-- Exercise --
Retype exactly, and only, the lines from the one that contains "Body holds a" through the final line of the entries.

[Data extracted from a collection]
****************************************
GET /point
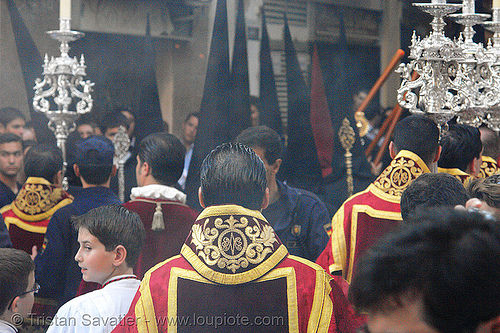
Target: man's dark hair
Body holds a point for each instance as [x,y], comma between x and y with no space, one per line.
[10,137]
[432,190]
[460,145]
[43,161]
[9,114]
[115,225]
[15,268]
[113,120]
[491,142]
[233,174]
[165,155]
[90,163]
[192,114]
[486,189]
[262,137]
[418,134]
[450,261]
****************************************
-- Answer section --
Body holds a point for each instance as [x,y], comma between x and y with no space, one per line.
[10,137]
[432,190]
[460,145]
[43,161]
[9,114]
[115,225]
[15,268]
[113,120]
[491,142]
[233,174]
[165,155]
[90,163]
[192,114]
[486,189]
[262,137]
[418,134]
[450,261]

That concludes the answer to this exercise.